• [About this task] With the images removed, reproduce each entry below word for word.

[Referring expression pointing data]
========================================
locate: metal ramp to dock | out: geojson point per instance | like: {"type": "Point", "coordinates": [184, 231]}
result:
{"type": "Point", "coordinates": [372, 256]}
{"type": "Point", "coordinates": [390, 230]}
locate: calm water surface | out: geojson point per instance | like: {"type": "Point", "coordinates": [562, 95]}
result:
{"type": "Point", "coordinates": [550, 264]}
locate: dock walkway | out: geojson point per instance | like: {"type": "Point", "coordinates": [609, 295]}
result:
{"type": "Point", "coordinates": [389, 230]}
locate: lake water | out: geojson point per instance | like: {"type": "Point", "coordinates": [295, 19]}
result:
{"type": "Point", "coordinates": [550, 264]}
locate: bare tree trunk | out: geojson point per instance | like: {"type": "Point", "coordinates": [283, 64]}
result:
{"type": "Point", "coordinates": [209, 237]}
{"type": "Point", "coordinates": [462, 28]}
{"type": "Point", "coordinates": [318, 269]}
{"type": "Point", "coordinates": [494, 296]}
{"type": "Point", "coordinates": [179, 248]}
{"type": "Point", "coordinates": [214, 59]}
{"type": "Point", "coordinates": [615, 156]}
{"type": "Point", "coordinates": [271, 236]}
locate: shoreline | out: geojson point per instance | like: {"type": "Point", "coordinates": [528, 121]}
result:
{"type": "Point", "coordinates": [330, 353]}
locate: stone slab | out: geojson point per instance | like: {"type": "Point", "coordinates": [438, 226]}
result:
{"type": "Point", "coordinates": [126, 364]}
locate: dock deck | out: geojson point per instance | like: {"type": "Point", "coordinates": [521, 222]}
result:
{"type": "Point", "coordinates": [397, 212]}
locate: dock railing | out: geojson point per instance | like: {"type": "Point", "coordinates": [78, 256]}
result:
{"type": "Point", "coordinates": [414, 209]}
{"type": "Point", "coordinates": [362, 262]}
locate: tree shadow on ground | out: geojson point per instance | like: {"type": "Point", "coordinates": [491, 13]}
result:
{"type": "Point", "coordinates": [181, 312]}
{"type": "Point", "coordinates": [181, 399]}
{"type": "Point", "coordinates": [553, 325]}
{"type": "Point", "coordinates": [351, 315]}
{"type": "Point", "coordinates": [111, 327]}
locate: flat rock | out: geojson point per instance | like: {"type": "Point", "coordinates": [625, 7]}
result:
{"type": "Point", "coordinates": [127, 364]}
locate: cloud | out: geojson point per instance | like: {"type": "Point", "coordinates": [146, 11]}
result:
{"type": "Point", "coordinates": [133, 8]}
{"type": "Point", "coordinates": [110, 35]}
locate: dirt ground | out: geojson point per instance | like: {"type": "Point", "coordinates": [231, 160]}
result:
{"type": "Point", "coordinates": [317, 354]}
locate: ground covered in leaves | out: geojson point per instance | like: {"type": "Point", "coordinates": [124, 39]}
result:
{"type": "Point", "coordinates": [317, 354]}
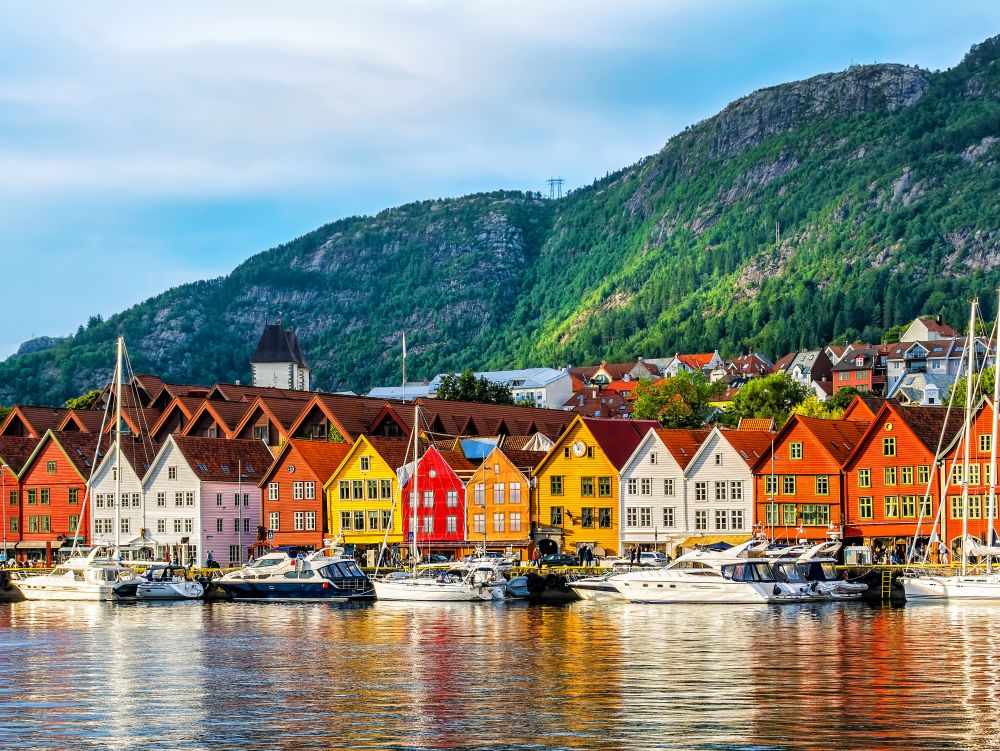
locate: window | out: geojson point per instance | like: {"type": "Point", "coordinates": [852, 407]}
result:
{"type": "Point", "coordinates": [866, 509]}
{"type": "Point", "coordinates": [889, 446]}
{"type": "Point", "coordinates": [604, 487]}
{"type": "Point", "coordinates": [736, 518]}
{"type": "Point", "coordinates": [815, 514]}
{"type": "Point", "coordinates": [891, 507]}
{"type": "Point", "coordinates": [770, 485]}
{"type": "Point", "coordinates": [721, 519]}
{"type": "Point", "coordinates": [923, 474]}
{"type": "Point", "coordinates": [908, 506]}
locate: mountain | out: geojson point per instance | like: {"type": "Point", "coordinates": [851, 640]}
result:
========================================
• [Answer box]
locate: metal ramp to dock | out: geojson point per instance | like: {"type": "Point", "coordinates": [184, 231]}
result:
{"type": "Point", "coordinates": [372, 256]}
{"type": "Point", "coordinates": [390, 230]}
locate: calm water surface | out: geojson point per instance | like: {"type": "Point", "coordinates": [562, 95]}
result:
{"type": "Point", "coordinates": [550, 264]}
locate: dock walkway | out: geojson point per instance | like: {"type": "Point", "coordinates": [609, 295]}
result:
{"type": "Point", "coordinates": [389, 230]}
locate: lake water | out: geojson point per instance | like: {"type": "Point", "coordinates": [295, 19]}
result:
{"type": "Point", "coordinates": [550, 264]}
locate: bare tree trunk | out: geojson point per instance | like: {"type": "Point", "coordinates": [283, 64]}
result:
{"type": "Point", "coordinates": [209, 237]}
{"type": "Point", "coordinates": [462, 28]}
{"type": "Point", "coordinates": [318, 269]}
{"type": "Point", "coordinates": [494, 296]}
{"type": "Point", "coordinates": [179, 248]}
{"type": "Point", "coordinates": [214, 59]}
{"type": "Point", "coordinates": [615, 156]}
{"type": "Point", "coordinates": [271, 236]}
locate: shoreline | out: geojson point per instance | like: {"type": "Point", "coordinates": [528, 121]}
result:
{"type": "Point", "coordinates": [330, 353]}
locate: stone slab | out: geojson point per instance | like: {"type": "Point", "coordinates": [438, 226]}
result:
{"type": "Point", "coordinates": [126, 364]}
locate: dock deck | out: geojson point per instance | like: {"type": "Point", "coordinates": [521, 222]}
result:
{"type": "Point", "coordinates": [397, 212]}
locate: dock railing | out: geojson point per instance | like: {"type": "Point", "coordinates": [78, 256]}
result:
{"type": "Point", "coordinates": [414, 209]}
{"type": "Point", "coordinates": [362, 262]}
locate: tree shadow on ground | out: geojson point per instance | like: {"type": "Point", "coordinates": [491, 13]}
result:
{"type": "Point", "coordinates": [181, 312]}
{"type": "Point", "coordinates": [181, 399]}
{"type": "Point", "coordinates": [553, 325]}
{"type": "Point", "coordinates": [351, 315]}
{"type": "Point", "coordinates": [111, 327]}
locate: flat rock | out: geojson point per instance | like: {"type": "Point", "coordinates": [625, 7]}
result:
{"type": "Point", "coordinates": [127, 364]}
locate: cloud | out: geojson point per instance | like: {"type": "Point", "coordinates": [146, 11]}
result:
{"type": "Point", "coordinates": [133, 8]}
{"type": "Point", "coordinates": [110, 35]}
locate: dirt ground | out: geojson point per instance | like: {"type": "Point", "coordinates": [231, 160]}
result:
{"type": "Point", "coordinates": [317, 354]}
locate: ground covered in leaves | out: geojson point per instance | like: {"type": "Point", "coordinates": [124, 39]}
result:
{"type": "Point", "coordinates": [317, 354]}
locate: window | out: geojson point per instance | like: {"type": "Point", "coordinates": [852, 407]}
result:
{"type": "Point", "coordinates": [866, 509]}
{"type": "Point", "coordinates": [889, 446]}
{"type": "Point", "coordinates": [604, 487]}
{"type": "Point", "coordinates": [736, 518]}
{"type": "Point", "coordinates": [815, 514]}
{"type": "Point", "coordinates": [891, 507]}
{"type": "Point", "coordinates": [770, 485]}
{"type": "Point", "coordinates": [721, 519]}
{"type": "Point", "coordinates": [923, 474]}
{"type": "Point", "coordinates": [908, 506]}
locate: mountain | out: geojson point per instance | like: {"type": "Point", "coordinates": [851, 640]}
result:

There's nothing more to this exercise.